▶ **WHAT IS ASKED**:
Turn the stretch from the line containing "Target = dark blue sedan" through the line containing "[(241, 823)]", both ends included, into a JSON list of strings with one string per line and no blank lines.
[START OF INPUT ROWS]
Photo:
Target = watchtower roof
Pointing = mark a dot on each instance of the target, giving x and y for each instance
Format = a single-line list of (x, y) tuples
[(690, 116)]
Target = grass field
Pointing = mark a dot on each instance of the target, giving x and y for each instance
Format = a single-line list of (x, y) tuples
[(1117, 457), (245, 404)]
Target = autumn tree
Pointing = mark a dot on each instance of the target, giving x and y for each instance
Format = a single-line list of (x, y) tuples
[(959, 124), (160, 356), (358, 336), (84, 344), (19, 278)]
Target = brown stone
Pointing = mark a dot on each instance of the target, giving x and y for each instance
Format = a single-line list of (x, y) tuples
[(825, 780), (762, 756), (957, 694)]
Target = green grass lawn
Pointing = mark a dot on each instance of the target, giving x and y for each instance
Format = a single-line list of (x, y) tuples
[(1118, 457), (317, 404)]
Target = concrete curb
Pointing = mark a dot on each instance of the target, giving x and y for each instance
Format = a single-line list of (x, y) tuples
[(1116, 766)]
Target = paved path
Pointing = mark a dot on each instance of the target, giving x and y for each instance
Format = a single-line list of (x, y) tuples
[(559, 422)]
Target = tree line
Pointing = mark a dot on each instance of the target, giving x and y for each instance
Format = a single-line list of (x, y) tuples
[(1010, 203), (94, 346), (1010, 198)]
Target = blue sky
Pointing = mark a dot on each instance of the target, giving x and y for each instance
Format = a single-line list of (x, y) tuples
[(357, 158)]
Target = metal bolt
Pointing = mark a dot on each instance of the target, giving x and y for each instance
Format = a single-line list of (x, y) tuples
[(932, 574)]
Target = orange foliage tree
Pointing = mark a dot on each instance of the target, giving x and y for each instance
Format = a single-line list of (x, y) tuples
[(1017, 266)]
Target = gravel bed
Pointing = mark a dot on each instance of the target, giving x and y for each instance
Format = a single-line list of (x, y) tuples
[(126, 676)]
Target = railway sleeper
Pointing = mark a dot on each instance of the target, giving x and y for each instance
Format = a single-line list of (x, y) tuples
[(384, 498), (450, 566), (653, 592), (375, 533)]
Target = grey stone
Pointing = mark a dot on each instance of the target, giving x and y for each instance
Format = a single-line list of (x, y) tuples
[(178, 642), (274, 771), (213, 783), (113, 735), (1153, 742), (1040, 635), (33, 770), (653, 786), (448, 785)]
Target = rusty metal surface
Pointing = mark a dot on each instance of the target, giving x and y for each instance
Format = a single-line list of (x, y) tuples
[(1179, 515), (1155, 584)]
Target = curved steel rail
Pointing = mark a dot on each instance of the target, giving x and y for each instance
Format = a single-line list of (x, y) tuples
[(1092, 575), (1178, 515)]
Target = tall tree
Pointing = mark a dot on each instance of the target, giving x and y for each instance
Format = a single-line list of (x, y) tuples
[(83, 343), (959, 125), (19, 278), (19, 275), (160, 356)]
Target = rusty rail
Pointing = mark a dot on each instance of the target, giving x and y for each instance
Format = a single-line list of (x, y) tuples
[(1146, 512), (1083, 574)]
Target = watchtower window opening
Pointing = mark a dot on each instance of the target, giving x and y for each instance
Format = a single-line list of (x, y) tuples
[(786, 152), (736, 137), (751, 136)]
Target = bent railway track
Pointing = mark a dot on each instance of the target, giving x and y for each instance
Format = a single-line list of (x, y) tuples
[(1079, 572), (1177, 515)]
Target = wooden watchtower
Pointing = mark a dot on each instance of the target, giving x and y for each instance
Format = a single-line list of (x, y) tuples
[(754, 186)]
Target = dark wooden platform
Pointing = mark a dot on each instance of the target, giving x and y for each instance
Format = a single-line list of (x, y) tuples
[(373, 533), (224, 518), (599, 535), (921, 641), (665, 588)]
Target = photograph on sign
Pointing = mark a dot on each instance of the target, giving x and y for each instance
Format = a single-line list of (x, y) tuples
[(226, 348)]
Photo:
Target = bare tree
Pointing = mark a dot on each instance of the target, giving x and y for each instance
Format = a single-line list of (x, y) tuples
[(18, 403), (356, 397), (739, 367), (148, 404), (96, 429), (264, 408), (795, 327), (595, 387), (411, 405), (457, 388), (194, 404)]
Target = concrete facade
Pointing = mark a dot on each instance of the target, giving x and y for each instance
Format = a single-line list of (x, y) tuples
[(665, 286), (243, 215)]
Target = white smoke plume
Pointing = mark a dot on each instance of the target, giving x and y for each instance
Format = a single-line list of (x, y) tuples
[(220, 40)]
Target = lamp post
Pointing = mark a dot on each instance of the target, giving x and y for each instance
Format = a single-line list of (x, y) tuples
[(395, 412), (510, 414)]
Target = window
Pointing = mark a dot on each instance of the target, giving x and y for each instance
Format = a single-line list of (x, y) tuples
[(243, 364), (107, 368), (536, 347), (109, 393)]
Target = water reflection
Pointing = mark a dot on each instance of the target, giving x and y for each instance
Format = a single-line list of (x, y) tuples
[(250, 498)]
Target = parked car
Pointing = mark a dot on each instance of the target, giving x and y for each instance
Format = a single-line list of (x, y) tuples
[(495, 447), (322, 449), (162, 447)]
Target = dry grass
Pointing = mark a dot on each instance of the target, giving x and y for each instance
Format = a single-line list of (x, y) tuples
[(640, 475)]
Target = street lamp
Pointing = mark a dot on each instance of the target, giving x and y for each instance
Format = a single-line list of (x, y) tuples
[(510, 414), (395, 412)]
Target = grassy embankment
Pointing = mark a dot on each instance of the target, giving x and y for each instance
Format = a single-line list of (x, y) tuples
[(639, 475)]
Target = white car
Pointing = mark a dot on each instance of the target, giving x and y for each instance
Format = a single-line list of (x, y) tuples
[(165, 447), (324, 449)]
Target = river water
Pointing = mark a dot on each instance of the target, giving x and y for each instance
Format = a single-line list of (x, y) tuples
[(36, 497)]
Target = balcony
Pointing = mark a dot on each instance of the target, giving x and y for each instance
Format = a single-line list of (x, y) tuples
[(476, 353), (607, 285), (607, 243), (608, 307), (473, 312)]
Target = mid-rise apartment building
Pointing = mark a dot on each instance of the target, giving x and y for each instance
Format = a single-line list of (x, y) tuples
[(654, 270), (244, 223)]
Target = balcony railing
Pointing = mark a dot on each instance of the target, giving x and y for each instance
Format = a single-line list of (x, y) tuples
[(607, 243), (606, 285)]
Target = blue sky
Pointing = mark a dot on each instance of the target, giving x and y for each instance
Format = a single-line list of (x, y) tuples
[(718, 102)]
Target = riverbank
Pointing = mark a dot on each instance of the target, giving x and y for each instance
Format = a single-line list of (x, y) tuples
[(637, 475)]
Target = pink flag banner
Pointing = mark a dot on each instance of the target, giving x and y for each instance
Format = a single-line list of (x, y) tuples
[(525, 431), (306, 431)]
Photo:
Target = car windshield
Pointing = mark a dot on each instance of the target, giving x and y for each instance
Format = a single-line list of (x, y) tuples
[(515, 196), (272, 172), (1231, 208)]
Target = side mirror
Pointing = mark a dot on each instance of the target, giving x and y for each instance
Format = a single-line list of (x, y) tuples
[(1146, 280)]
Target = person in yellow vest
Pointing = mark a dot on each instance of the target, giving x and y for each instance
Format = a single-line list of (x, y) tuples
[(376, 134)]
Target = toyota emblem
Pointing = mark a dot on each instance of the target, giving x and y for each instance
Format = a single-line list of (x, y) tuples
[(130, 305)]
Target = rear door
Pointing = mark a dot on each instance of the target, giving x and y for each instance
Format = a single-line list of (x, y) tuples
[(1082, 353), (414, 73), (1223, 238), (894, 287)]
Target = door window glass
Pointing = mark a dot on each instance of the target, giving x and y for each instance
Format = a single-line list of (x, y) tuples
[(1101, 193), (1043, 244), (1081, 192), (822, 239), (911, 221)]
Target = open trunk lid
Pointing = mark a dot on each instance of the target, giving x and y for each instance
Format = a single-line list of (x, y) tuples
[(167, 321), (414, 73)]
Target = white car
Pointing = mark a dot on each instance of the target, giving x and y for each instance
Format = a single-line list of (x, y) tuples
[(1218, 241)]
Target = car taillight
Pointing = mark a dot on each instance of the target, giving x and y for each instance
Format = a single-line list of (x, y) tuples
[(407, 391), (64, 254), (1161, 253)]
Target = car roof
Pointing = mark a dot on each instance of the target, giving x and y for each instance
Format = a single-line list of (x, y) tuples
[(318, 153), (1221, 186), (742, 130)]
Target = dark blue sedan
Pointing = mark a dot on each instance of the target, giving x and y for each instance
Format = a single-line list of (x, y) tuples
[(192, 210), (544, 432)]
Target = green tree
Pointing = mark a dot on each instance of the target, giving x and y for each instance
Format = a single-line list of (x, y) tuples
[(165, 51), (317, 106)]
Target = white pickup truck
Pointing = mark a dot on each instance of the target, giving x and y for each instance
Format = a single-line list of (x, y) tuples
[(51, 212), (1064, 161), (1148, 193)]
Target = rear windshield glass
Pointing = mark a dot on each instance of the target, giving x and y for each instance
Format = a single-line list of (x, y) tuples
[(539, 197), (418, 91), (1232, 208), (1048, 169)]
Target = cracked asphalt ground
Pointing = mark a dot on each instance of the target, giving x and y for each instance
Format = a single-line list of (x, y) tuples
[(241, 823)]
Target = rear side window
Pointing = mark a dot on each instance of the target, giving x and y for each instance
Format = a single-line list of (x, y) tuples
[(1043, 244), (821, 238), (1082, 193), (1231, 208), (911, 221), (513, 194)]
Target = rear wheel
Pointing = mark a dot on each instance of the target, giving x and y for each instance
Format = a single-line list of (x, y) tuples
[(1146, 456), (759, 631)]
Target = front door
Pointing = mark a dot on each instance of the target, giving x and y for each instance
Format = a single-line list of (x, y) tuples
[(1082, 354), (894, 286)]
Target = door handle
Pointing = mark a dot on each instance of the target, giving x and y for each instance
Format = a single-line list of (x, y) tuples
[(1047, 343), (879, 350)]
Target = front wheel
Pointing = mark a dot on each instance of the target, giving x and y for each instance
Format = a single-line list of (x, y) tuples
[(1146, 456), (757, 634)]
[END OF INPUT ROWS]
▶ **RESULT OF THE EXERCISE**:
[
  "Target = dark blue sedan",
  "Pointing = mark a dot on each instance of the target, giving x and y for each instance",
  "Format = a single-line list of (x, y) tuples",
  "[(192, 210), (544, 432)]",
  "Target = green tree",
  "Pointing = mark a dot on each instance of the target, giving x and y for each instance",
  "Format = a single-line list of (x, y) tuples",
  "[(165, 51), (317, 106)]",
  "Target = white pickup truck",
  "Pointing = mark a dot on each instance of the target, giving x and y for each instance",
  "Format = a single-line list of (x, y) tuples",
  "[(51, 212), (1064, 161), (1148, 193)]",
  "Target = rear windshield glass",
  "Pointing = mark a dot on each instance of the target, giving x and y for each instance",
  "Format = a single-line list of (x, y) tuples",
  "[(539, 197), (418, 91), (1232, 208), (1048, 169)]",
  "Target = cracked asphalt ground",
  "Pointing = mark a dot on each instance of the target, giving x and y for each instance",
  "Format = a single-line list of (x, y) tuples",
  "[(241, 823)]"
]